_TASK REQUIREMENTS_.
1. Transcribe the passage of the account of Powars's execution starting at "He preserved the" and ending at "about two years.".
2. Carry the account of Powars's execution forward from its final sentence.

_SOURCE DOCUMENT_.

+===+

The procession moved through the Main-street to Boston Neck, where the gallows had been erected. The solemn preparations were made with the greatest propriety–and after appropriate prayers by the Rev. Mr. Larisey, about half past 11 o’clock, the cap was drawn over the face of the culprit, he gave the fatal signal, which was observed, and a few moments [later] terminated his existence.
He preserved the most utmost resolution and composure to the instant of his execution. He was neatly dressed, and seemed somewhat attentive to his appearance. His last words, we understand were, 'God bless you! I forgive all!' addressing the spectators. If he had reconciled to his own mind the taking [of] the life of a fellow creature for a dispute respecting a few dollars–how just should he have considered that law which required his life for the commission of murder!
The hour of the execution being unusually early–there was not a large collection of persons present.
Powars was in the 51st year of his age, was born in the county of Wexford, Ireland, had been in this country, about 18 years, and supported himself well and reputably as a laborer. Kennedy was a young man and had been here about two years.
Powars made his will, and left a small legacy to three of the women
who were witnesses against him.

+===+

_DATA FOR REVIEW_.
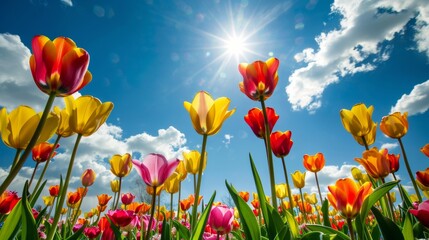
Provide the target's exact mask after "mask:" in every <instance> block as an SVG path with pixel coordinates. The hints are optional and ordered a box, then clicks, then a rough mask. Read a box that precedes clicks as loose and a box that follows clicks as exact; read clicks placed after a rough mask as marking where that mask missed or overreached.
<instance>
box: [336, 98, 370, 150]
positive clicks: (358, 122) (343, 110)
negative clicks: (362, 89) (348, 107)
mask: <svg viewBox="0 0 429 240" xmlns="http://www.w3.org/2000/svg"><path fill="white" fill-rule="evenodd" d="M373 111H374V107H373V106H370V107H369V108H367V107H366V105H365V104H363V103H359V104H356V105H354V106H353V107H352V109H350V110H348V109H342V110H341V111H340V117H341V122H342V123H343V126H344V128H345V129H346V130H347V132H349V133H351V134H352V135H353V136H354V137H356V138H361V139H362V138H363V137H365V136H367V135H368V134H370V133H371V132H372V131H373V128H374V122H373V121H372V112H373ZM374 139H375V135H374ZM362 140H364V139H362ZM365 140H366V139H365ZM364 145H365V147H366V146H368V145H369V144H368V143H366V144H364Z"/></svg>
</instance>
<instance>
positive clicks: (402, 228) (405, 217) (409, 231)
mask: <svg viewBox="0 0 429 240" xmlns="http://www.w3.org/2000/svg"><path fill="white" fill-rule="evenodd" d="M402 235H404V238H405V240H414V233H413V224H412V223H411V219H410V215H409V214H405V219H404V226H403V227H402Z"/></svg>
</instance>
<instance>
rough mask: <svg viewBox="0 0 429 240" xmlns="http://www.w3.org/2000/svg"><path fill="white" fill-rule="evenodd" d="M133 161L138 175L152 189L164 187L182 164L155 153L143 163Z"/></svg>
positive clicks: (177, 159)
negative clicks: (167, 180)
mask: <svg viewBox="0 0 429 240" xmlns="http://www.w3.org/2000/svg"><path fill="white" fill-rule="evenodd" d="M132 161H133V165H134V166H135V169H136V170H137V173H138V174H139V175H140V176H141V177H142V179H143V181H144V182H145V183H146V185H148V186H151V187H158V186H160V185H162V184H163V183H164V182H165V180H167V178H168V177H169V176H170V175H171V174H173V172H174V170H176V167H177V165H179V163H180V160H179V159H177V158H175V159H172V160H169V161H167V159H166V158H165V157H164V156H163V155H161V154H154V153H151V154H149V155H147V156H146V157H145V158H144V159H143V162H140V161H139V160H132Z"/></svg>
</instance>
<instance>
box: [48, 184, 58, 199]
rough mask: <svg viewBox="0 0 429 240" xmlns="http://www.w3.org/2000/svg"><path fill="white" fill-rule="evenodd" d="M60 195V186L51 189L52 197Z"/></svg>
mask: <svg viewBox="0 0 429 240" xmlns="http://www.w3.org/2000/svg"><path fill="white" fill-rule="evenodd" d="M59 193H60V185H53V186H50V187H49V194H50V195H51V196H52V197H58V194H59Z"/></svg>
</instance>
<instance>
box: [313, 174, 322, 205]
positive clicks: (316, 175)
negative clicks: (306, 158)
mask: <svg viewBox="0 0 429 240" xmlns="http://www.w3.org/2000/svg"><path fill="white" fill-rule="evenodd" d="M314 175H315V176H316V185H317V190H318V191H319V197H320V205H322V204H323V198H322V192H321V191H320V186H319V178H318V177H317V172H315V173H314Z"/></svg>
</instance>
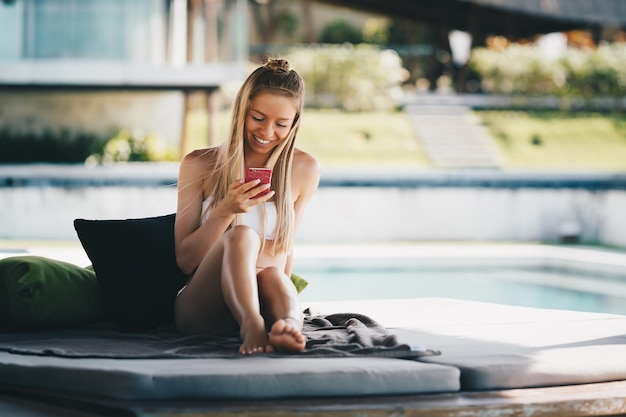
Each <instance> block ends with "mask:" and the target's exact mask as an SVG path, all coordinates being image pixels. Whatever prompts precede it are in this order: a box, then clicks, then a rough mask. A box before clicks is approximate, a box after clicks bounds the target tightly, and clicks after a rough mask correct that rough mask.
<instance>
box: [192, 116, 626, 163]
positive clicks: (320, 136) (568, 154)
mask: <svg viewBox="0 0 626 417" xmlns="http://www.w3.org/2000/svg"><path fill="white" fill-rule="evenodd" d="M475 113H476V115H477V116H478V117H479V118H480V119H481V120H482V121H483V123H484V124H485V126H486V127H487V128H488V130H489V132H490V134H491V136H492V138H493V140H494V142H495V145H496V146H497V148H498V149H499V151H500V152H501V154H502V157H503V166H502V168H503V169H531V170H532V169H567V170H607V171H626V115H625V114H623V113H622V114H619V113H614V114H602V113H568V112H547V111H541V112H539V111H537V112H528V111H476V112H475ZM229 116H230V114H229V112H227V111H224V112H220V113H219V114H218V115H217V117H216V121H217V134H218V137H220V138H225V137H226V135H227V128H228V120H229ZM188 122H189V125H188V126H189V129H190V133H191V137H190V141H189V145H188V146H189V147H190V148H197V147H205V146H207V143H206V131H207V120H206V116H205V115H204V114H203V113H202V112H194V113H192V114H190V116H189V119H188ZM297 141H298V142H297V146H298V147H299V148H301V149H303V150H305V151H307V152H310V153H311V154H312V155H315V157H316V158H317V159H318V160H319V161H320V163H321V164H322V166H324V167H356V166H359V167H371V166H374V167H381V168H384V167H407V168H418V169H424V168H430V167H431V165H430V163H429V161H428V159H427V158H426V156H425V154H424V152H423V151H422V148H421V147H420V145H419V141H418V140H417V138H416V136H415V133H414V131H413V129H412V127H411V125H410V122H409V120H408V118H407V116H406V115H405V114H404V113H402V112H401V111H399V112H388V113H384V112H378V113H345V112H341V111H338V110H318V109H305V112H304V117H303V120H302V125H301V127H300V133H299V136H298V139H297Z"/></svg>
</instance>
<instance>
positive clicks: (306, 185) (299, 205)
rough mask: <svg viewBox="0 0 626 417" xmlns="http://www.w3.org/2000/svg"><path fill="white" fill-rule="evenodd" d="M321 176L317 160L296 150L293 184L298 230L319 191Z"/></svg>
mask: <svg viewBox="0 0 626 417" xmlns="http://www.w3.org/2000/svg"><path fill="white" fill-rule="evenodd" d="M320 175H321V168H320V165H319V162H317V159H315V158H313V157H312V156H311V155H309V154H308V153H306V152H303V151H300V150H298V149H296V153H295V154H294V161H293V167H292V183H293V184H294V186H295V187H294V189H295V192H294V212H295V227H296V230H297V229H298V225H299V224H300V220H301V219H302V215H303V214H304V209H305V207H306V205H307V204H308V202H309V200H311V198H312V197H313V195H314V194H315V192H316V191H317V187H318V185H319V182H320Z"/></svg>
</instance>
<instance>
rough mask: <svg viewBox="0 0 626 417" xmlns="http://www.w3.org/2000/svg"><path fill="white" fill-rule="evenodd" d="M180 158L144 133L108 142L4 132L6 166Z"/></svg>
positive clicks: (2, 157)
mask: <svg viewBox="0 0 626 417" xmlns="http://www.w3.org/2000/svg"><path fill="white" fill-rule="evenodd" d="M177 158H178V155H177V152H176V151H175V150H172V149H168V148H166V147H165V146H163V145H162V143H161V142H160V141H159V139H158V137H157V136H155V135H146V134H144V133H142V132H141V131H135V132H130V131H128V130H120V131H119V132H118V133H117V134H116V135H115V136H113V137H112V138H104V137H101V136H98V135H95V134H89V133H83V132H70V131H69V130H62V131H59V132H54V131H51V130H46V131H44V132H42V133H33V132H15V131H11V130H8V129H5V130H0V163H3V164H25V163H58V164H80V163H85V162H86V161H89V162H94V163H109V162H133V161H166V160H167V161H175V160H177Z"/></svg>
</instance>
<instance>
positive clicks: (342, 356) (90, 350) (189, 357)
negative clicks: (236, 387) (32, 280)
mask: <svg viewBox="0 0 626 417" xmlns="http://www.w3.org/2000/svg"><path fill="white" fill-rule="evenodd" d="M303 333H304V335H305V336H306V338H307V345H306V349H305V350H304V351H303V352H300V353H291V354H282V353H280V354H279V353H272V354H263V355H266V356H272V357H285V356H288V357H333V356H334V357H336V356H342V357H345V356H384V357H394V358H401V359H413V358H418V357H420V356H426V355H434V354H438V353H439V352H437V351H434V350H431V349H420V350H412V349H411V348H410V347H409V346H408V345H404V344H399V343H398V342H397V340H396V337H395V336H394V335H392V334H391V333H389V332H388V331H387V330H386V329H385V328H383V327H382V326H380V325H379V324H378V323H376V322H375V321H374V320H372V319H370V318H369V317H366V316H363V315H361V314H350V313H343V314H332V315H328V316H311V315H308V314H307V315H305V321H304V329H303ZM240 345H241V339H240V338H239V336H238V335H227V336H186V335H182V334H180V333H178V332H176V330H175V329H174V328H173V327H160V328H157V329H155V330H154V331H151V332H142V333H125V332H120V331H119V330H117V329H116V328H114V327H112V326H111V325H106V324H105V325H98V326H91V327H87V328H81V329H70V330H53V331H42V332H25V333H0V351H5V352H9V353H13V354H20V355H39V356H58V357H65V358H112V359H159V358H169V359H172V358H181V359H182V358H237V357H241V355H240V354H239V353H238V349H239V346H240Z"/></svg>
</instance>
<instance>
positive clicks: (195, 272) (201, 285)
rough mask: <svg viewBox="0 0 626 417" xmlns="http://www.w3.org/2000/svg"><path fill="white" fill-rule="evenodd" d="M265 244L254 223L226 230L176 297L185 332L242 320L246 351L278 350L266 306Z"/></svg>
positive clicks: (179, 320) (179, 328)
mask: <svg viewBox="0 0 626 417" xmlns="http://www.w3.org/2000/svg"><path fill="white" fill-rule="evenodd" d="M259 247H260V240H259V236H258V235H257V234H256V232H254V231H253V230H252V229H250V228H248V227H245V226H237V227H234V228H232V229H231V230H229V231H227V232H226V233H224V235H223V236H222V237H221V238H220V240H219V241H218V242H217V243H216V244H215V245H214V246H213V248H211V250H210V251H209V252H208V253H207V256H206V257H205V259H204V260H203V261H202V262H201V263H200V265H199V266H198V269H197V271H196V272H195V274H194V276H193V278H192V279H191V281H190V282H189V283H188V285H187V288H186V289H185V290H184V291H183V292H182V293H181V294H180V295H179V296H178V297H177V299H176V304H175V312H176V325H177V327H178V328H179V330H180V331H181V332H183V333H192V334H197V333H216V332H223V331H226V330H228V329H233V328H236V325H238V326H239V333H240V335H241V337H242V339H243V344H242V345H241V347H240V348H239V351H240V352H241V353H245V354H249V353H256V352H263V351H266V350H267V349H269V350H272V349H271V346H270V345H269V340H268V336H267V331H266V329H265V321H264V320H263V317H262V316H261V312H260V303H259V295H258V284H257V277H256V260H257V256H258V251H259Z"/></svg>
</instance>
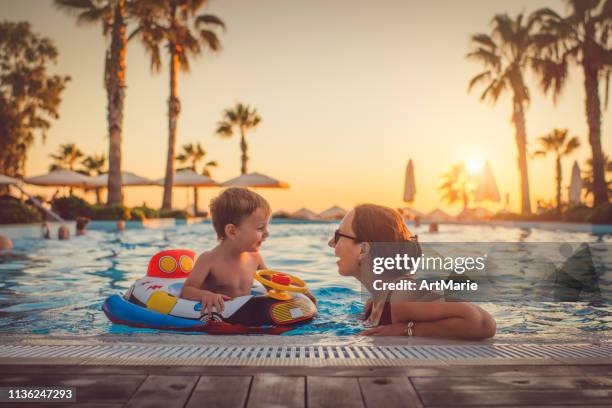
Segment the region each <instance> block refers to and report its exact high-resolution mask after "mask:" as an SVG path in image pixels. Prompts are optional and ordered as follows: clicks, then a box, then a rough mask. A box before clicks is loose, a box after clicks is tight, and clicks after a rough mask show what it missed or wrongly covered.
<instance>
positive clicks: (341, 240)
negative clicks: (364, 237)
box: [327, 210, 361, 276]
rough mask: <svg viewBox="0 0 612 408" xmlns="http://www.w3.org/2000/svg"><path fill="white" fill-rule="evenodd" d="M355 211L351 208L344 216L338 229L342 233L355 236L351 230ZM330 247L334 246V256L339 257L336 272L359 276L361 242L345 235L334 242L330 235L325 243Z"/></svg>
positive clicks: (345, 274) (347, 274)
mask: <svg viewBox="0 0 612 408" xmlns="http://www.w3.org/2000/svg"><path fill="white" fill-rule="evenodd" d="M354 216H355V213H354V211H353V210H351V211H350V212H349V213H348V214H346V215H345V216H344V218H343V219H342V222H341V223H340V226H339V227H338V230H339V231H340V233H341V234H343V235H348V236H351V237H354V236H355V231H353V217H354ZM327 245H329V246H330V247H331V248H334V250H335V254H336V256H337V257H338V258H339V259H338V262H336V263H337V264H338V273H339V274H340V275H342V276H359V275H360V274H361V269H360V266H359V259H360V252H361V244H359V243H357V242H355V241H354V240H352V239H350V238H346V237H340V239H339V240H338V242H337V243H336V242H334V237H332V238H331V239H330V240H329V242H328V243H327Z"/></svg>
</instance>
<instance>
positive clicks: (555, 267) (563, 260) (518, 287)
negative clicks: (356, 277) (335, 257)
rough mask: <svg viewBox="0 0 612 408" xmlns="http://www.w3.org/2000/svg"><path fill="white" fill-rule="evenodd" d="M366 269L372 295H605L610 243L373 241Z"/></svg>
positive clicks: (371, 245) (561, 299)
mask: <svg viewBox="0 0 612 408" xmlns="http://www.w3.org/2000/svg"><path fill="white" fill-rule="evenodd" d="M361 274H362V279H361V280H362V283H363V287H364V296H366V297H368V298H369V297H372V298H374V299H375V300H401V301H424V300H434V299H440V298H444V299H445V300H457V301H482V302H522V301H528V300H534V301H544V302H575V301H589V302H604V303H605V302H610V301H612V279H611V278H612V244H608V243H581V242H566V243H552V242H505V243H501V242H491V243H482V242H478V243H464V242H448V243H447V242H443V243H440V242H436V243H419V242H416V241H406V242H400V243H380V242H379V243H369V244H368V245H367V246H366V248H365V251H364V254H363V256H362V259H361ZM391 294H392V296H391Z"/></svg>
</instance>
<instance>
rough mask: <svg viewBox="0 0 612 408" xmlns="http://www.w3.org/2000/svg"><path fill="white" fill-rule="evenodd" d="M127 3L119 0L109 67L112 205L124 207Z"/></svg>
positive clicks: (106, 70) (108, 64)
mask: <svg viewBox="0 0 612 408" xmlns="http://www.w3.org/2000/svg"><path fill="white" fill-rule="evenodd" d="M124 17H125V0H118V1H117V3H116V5H115V14H114V21H113V29H112V39H111V45H110V56H109V57H108V58H107V64H106V73H105V74H106V93H107V98H108V118H107V119H108V184H107V187H108V198H107V202H108V204H122V203H123V193H122V190H121V186H122V180H121V133H122V127H123V101H124V98H125V72H126V64H125V53H126V47H127V38H126V34H125V31H126V26H125V20H124Z"/></svg>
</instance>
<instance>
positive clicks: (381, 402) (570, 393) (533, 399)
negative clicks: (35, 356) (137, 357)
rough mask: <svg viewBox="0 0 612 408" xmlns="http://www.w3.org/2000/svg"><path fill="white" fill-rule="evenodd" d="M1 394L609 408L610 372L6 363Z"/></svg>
mask: <svg viewBox="0 0 612 408" xmlns="http://www.w3.org/2000/svg"><path fill="white" fill-rule="evenodd" d="M0 386H1V387H6V386H21V387H26V386H72V387H76V389H77V403H71V404H66V405H65V406H71V407H74V406H90V407H124V406H126V407H164V408H169V407H190V408H191V407H193V408H196V407H197V408H203V407H249V408H250V407H334V408H336V407H374V408H380V407H382V408H393V407H444V406H446V407H449V406H450V407H457V406H496V407H497V406H520V407H523V406H554V407H558V406H580V407H589V406H608V407H610V406H612V365H605V364H584V365H580V364H568V365H559V364H555V365H545V364H536V365H472V364H471V365H451V366H441V365H440V366H425V365H419V366H413V367H381V368H374V367H372V368H369V367H368V368H342V367H325V368H313V367H252V366H251V367H218V366H215V367H212V366H211V367H206V366H138V367H135V366H76V365H11V364H3V365H0ZM0 406H2V407H4V406H9V405H8V404H0ZM14 406H16V407H24V406H33V407H42V406H45V405H44V404H42V403H36V404H33V403H29V404H24V403H21V404H14ZM48 406H51V407H58V406H62V405H61V404H58V403H53V404H48Z"/></svg>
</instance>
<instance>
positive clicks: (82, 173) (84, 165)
mask: <svg viewBox="0 0 612 408" xmlns="http://www.w3.org/2000/svg"><path fill="white" fill-rule="evenodd" d="M81 165H82V166H83V167H82V168H81V170H79V173H82V174H85V175H86V176H99V175H100V174H103V173H104V172H105V170H106V156H105V155H104V154H93V155H90V156H87V157H85V159H83V161H82V162H81ZM94 191H95V192H96V203H97V204H100V203H101V202H102V200H101V199H100V187H96V188H94Z"/></svg>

+===+

_ANSWERS PROVIDED_.
1.
He preserved the most utmost resolution and composure to the instant of his execution. He was neatly dressed, and seemed somewhat attentive to his appearance. His last words, we understand were, 'God bless you! I forgive all!' addressing the spectators. If he had reconciled to his own mind the taking [of] the life of a fellow creature for a dispute respecting a few dollars–how just should he have considered that law which required his life for the commission of murder!
The hour of the execution being unusually early–there was not a large collection of persons present.
Powars was in the 51st year of his age, was born in the county of Wexford, Ireland, had been in this country, about 18 years, and supported himself well and reputably as a laborer. Kennedy was a young man and had been here about two years.

2.
This unhappy man, addressed a petition to the Governor and Council, requesting, if a pardon was denied him, that the day of execution may not be delayed beyond his power to meet the exigency with fortitude and resignation. The following is the closing passage of his petition:
'He feels that is an awful event to die by a publick execution, and that ir requires corporal strength and firmness of mind, as well as lively hopes of future forgiveness, to leave this world under such circumstances, with composure. He is taught by the religion he professes and believes, that on repentance alone, forgiveness is founded, and that this repentance should be felt and expressed when the penitent suppliant is in full possession of all his faculties: He has felt intensely the burden of his sins, and he hopes has repented of them sincerely; but such is the state of his feelings, that he does not wish, if he must die, to have the time protracted until his health is lost, and his courage gone. Fortitude, like all other possessions, is of uncertain tenure. If his life is forfeited to the country, and a pardon cannot be extended, let that forfeiture be paid with delay: He has made this representation to the Executive of the Commonwealth, because he understands, that a distant day is often fixed for execution of the unfortunate sufferer, from a principle of kindness and mercy, that sufficient time may be had for a preparation for eternity: But he is persuaded in the belief, that God, who marks the fall of a sparrow, and numbers the hairs our heads, can forgive at one moment as well as another, when that forgiveness is implored through repentance and the merits of a Redeemer.' "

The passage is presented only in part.